#### Data section:
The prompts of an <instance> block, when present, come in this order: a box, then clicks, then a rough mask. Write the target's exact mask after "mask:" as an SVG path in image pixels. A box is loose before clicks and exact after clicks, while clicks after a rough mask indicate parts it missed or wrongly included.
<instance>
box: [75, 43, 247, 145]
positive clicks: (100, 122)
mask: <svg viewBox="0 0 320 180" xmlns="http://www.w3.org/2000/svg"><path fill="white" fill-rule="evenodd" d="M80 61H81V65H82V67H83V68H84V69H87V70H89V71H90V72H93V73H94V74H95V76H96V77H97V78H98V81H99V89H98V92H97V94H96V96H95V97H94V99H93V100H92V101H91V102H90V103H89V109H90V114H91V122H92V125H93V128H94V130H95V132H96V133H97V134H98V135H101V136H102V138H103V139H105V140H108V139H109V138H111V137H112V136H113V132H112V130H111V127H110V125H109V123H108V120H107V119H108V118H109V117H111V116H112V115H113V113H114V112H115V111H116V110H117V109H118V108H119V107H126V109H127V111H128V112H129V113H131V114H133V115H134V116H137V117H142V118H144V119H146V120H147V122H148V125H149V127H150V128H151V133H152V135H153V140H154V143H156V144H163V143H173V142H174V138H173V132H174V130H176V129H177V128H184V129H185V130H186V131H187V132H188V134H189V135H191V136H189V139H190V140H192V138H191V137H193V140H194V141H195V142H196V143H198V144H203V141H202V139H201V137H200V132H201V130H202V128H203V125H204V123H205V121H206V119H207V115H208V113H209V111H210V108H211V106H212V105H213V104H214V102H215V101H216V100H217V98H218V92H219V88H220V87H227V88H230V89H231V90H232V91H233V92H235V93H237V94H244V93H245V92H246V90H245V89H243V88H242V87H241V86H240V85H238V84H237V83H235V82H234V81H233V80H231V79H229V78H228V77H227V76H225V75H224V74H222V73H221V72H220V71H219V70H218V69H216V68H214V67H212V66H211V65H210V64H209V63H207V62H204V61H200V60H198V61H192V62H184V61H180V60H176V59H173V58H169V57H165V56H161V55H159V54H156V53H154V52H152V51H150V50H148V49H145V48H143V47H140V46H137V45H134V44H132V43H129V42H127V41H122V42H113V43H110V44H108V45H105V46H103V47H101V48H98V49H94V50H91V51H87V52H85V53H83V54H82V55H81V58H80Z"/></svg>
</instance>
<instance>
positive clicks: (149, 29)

#### Work order:
What you output should match every line above exactly.

#### The answer:
The prompts of an <instance> block, when present, come in this order: a box, then clicks, then a rough mask. Write the target's exact mask after "mask:" as an SVG path in image pixels. A box is loose before clicks and exact after clicks, while clicks after a rough mask indicate parts it missed or wrongly included.
<instance>
box: [75, 43, 247, 145]
positive clicks: (100, 122)
mask: <svg viewBox="0 0 320 180" xmlns="http://www.w3.org/2000/svg"><path fill="white" fill-rule="evenodd" d="M80 61H81V65H82V67H83V68H84V69H87V70H89V71H90V72H93V73H94V74H95V76H96V77H97V78H98V81H99V89H98V92H97V94H96V96H95V97H94V99H93V100H92V101H91V102H90V103H89V109H90V114H91V122H92V125H93V128H94V130H95V132H96V133H97V134H98V135H101V136H102V138H103V139H105V140H108V139H109V138H111V137H112V136H113V132H112V130H111V127H110V125H109V123H108V120H107V119H108V118H109V117H111V116H112V115H113V113H114V112H115V111H116V110H117V109H118V108H119V107H126V109H127V111H128V112H129V113H131V114H133V115H134V116H137V117H142V118H144V119H146V120H147V122H148V125H149V127H150V128H151V133H152V135H153V140H154V143H156V144H163V143H173V142H174V138H173V132H174V130H176V129H177V128H184V129H185V130H186V131H187V132H188V134H189V135H191V136H189V139H190V140H192V138H191V137H193V140H194V141H195V142H196V143H198V144H203V141H202V139H201V137H200V132H201V130H202V128H203V125H204V123H205V121H206V119H207V115H208V113H209V111H210V108H211V106H212V105H213V104H214V102H215V101H216V100H217V98H218V92H219V88H220V87H227V88H230V89H231V90H232V91H233V92H235V93H237V94H244V93H245V92H246V90H245V89H243V88H242V87H241V86H240V85H238V84H237V83H235V82H234V81H233V80H231V79H229V78H228V77H227V76H225V75H224V74H222V73H221V72H220V71H219V70H218V69H216V68H214V67H212V66H211V65H210V64H209V63H207V62H204V61H200V60H198V61H192V62H184V61H180V60H176V59H173V58H169V57H165V56H161V55H159V54H156V53H154V52H152V51H150V50H148V49H145V48H143V47H140V46H137V45H134V44H132V43H129V42H127V41H122V42H113V43H110V44H108V45H105V46H103V47H101V48H98V49H94V50H91V51H87V52H85V53H83V54H82V55H81V58H80Z"/></svg>
</instance>
<instance>
positive clicks: (149, 29)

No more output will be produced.